## TASK MATERIAL
= Beginning of Section =

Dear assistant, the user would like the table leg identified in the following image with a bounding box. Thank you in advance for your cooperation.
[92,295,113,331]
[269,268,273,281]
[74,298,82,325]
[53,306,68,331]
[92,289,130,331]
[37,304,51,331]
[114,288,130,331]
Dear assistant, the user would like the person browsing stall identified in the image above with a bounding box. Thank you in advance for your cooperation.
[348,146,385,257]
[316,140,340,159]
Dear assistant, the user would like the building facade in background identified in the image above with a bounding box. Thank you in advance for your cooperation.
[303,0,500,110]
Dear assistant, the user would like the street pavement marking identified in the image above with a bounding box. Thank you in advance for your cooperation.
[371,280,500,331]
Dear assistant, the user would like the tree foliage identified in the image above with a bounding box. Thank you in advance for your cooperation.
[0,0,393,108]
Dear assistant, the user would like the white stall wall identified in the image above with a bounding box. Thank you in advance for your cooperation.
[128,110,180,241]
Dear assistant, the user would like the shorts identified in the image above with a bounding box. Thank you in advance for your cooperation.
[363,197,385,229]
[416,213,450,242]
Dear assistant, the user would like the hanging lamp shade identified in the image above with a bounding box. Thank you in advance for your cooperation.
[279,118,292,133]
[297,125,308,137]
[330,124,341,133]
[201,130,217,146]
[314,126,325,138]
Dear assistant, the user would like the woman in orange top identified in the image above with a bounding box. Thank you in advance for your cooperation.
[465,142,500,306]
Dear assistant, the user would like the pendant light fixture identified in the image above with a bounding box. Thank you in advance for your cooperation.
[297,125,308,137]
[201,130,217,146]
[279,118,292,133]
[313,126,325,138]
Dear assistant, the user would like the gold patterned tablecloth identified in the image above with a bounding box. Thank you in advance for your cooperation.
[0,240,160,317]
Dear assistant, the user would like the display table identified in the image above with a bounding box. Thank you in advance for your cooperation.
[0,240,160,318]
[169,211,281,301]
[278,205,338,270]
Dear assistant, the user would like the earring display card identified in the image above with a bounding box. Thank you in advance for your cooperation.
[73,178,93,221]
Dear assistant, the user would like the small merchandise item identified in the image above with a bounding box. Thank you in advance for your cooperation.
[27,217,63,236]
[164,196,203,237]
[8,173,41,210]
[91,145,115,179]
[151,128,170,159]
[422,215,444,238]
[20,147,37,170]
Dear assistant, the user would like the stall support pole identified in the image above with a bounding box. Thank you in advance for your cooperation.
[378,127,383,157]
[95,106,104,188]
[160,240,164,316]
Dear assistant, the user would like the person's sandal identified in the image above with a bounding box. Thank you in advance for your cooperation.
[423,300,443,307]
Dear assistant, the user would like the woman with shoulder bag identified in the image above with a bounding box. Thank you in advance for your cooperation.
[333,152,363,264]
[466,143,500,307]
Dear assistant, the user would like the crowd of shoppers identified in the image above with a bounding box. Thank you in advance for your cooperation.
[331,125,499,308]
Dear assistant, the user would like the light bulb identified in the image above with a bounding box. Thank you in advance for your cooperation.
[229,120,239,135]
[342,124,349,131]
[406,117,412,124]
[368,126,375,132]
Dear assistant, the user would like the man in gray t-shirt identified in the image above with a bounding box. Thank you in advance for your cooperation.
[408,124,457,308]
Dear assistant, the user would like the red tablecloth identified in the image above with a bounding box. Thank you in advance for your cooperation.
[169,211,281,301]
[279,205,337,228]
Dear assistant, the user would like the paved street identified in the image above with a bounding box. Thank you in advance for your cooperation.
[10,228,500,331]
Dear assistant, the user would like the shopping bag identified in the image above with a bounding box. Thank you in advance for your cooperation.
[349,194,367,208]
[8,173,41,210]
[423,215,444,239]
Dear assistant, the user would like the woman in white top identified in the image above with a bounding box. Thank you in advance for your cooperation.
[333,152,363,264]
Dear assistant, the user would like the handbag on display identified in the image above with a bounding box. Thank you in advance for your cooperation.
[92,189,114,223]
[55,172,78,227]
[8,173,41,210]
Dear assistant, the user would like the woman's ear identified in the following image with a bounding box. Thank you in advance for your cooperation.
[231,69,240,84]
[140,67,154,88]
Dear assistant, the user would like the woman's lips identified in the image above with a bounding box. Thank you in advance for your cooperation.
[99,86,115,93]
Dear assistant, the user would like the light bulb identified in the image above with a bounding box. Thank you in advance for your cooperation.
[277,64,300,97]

= End of Section =

## PROMPT
Output each line of the data exactly as it stands above.

## ANSWER AREA
Dear assistant, the user would like the table leg identified in the following image with a bounding box. Thank you in advance for your cooperation.
[92,295,113,331]
[269,268,273,281]
[74,298,82,325]
[53,306,68,331]
[92,289,130,331]
[37,304,51,331]
[114,288,130,331]
Dear assistant, the user would like the person browsing stall identified in the image above with a bounding box. Thank you in advance for your cooperation.
[348,146,385,257]
[316,140,340,159]
Dear assistant, the user would like the building facade in background identified in the image above with a bounding box. Thank you in advance for your cooperation.
[303,0,500,110]
Dear assistant, the user would like the street pavement marking identified in the image above with a bounding box. Thank you in advance for your cooperation.
[371,280,500,331]
Dear assistant, the user would like the tree foliage identified in the image above with a bounding box. Thank you in advance for your cooperation.
[0,0,393,108]
Dear assistant, the user would like the white stall wall identified in the image above with a bounding box. Thank you in advance for your cooperation.
[128,110,180,241]
Dear assistant, the user would like the shorts identified in the image above with a bounding box. Thank you in advance for your cooperation.
[363,197,385,229]
[416,213,450,242]
Dear assistant, the user would like the hanging lamp shade identified in the image above with a bounding box. Thank you in advance for your cooperation.
[279,118,292,133]
[297,125,308,137]
[330,124,341,133]
[201,130,217,146]
[314,126,325,138]
Dear assistant, the user would like the woman in orange top identified in the image above with a bounding box. Thank you in advance for your cooperation.
[465,142,500,306]
Dear assistant, the user would like the pendant light fixture identified in the image above with a bounding box. Thank you in advance for your cooperation.
[297,125,308,137]
[201,130,217,146]
[279,118,292,133]
[313,126,325,138]
Dear assistant, the user would like the gold patterned tablecloth identified in the image above with a bounding box. Thank you in advance for your cooperation.
[0,240,160,317]
Dear assistant, the user would like the display table identified in the image above with a bounding box. Thank you in advance for your cooperation.
[0,240,160,318]
[169,211,281,301]
[278,205,338,270]
Dear assistant, the user would like the earring display card identified in the image above with a bounding box. Thank you in advance for your cooperation.
[73,178,93,221]
Dear assistant, the user would like the small merchandise item identified in the image above with a bounding box. Thank you in advance for your cooperation.
[27,217,63,236]
[164,196,203,237]
[8,173,41,210]
[91,145,115,179]
[151,128,170,159]
[422,215,444,238]
[20,147,37,170]
Dear assistant, the user would like the stall support pole identified in the image above with a bounding box. Thank you in advance for your cooperation.
[378,127,383,157]
[95,106,104,188]
[160,240,164,316]
Dear assistant, the user would like the person's sandal identified in the image above with a bounding box. Thank you in advance for your cooperation.
[423,300,443,307]
Dear assistant, the user would like the woman with shoulder bag identified in the image above with a bounding box. Thank you in advance for your cooperation.
[333,152,363,264]
[466,143,500,307]
Dear assistant, the user would like the crowd of shoppers identified in the image above with a bounding box. Thank you in advance for your cooperation.
[331,125,499,308]
Dear assistant, the user would like the light bulb identified in the image above with a bounding box. Thank you in advance for your cooperation.
[229,120,239,135]
[342,124,349,131]
[406,117,412,124]
[368,126,375,132]
Dear assistant, the user would like the man in gray t-shirt identified in the image above with a bounding box. Thank you in advance for your cooperation.
[408,124,457,308]
Dear assistant, the user would like the red tablecloth identified in the image above with a bounding box. Thank you in advance for your cooperation.
[169,211,281,301]
[279,205,337,228]
Dear assistant, the user would like the paved street identified in the image above with a bounding box. Thank you in advance for your cooperation.
[10,228,500,331]
Dear assistant, the user would like the shopping bag identified in the image above with a bounding box. Thank you in advance for your cooperation.
[349,194,367,208]
[8,173,41,210]
[423,215,444,239]
Dear assistant, the user would like the woman in white top identified in the image above with a bounding box. Thank you in advance for your cooperation.
[333,152,363,264]
Dear assistant, the user would like the handbag on display identified in the image above with a bounding box. Thank you in advance for your cooperation.
[92,189,114,223]
[55,172,78,227]
[8,173,41,210]
Dear assistant, the user would like the woman's ear identified in the following image with a bounding box. Thank you in advance for your cooperation.
[231,69,240,84]
[140,67,154,88]
Dear assistant, the user would like the woman's lips identified in the image above with a bounding box. Thank you in advance for your cooperation.
[99,86,115,93]
Dear assistant, the user would like the light bulb identified in the image above with a bounding box. Thank you in advance for your cooperation.
[277,64,300,97]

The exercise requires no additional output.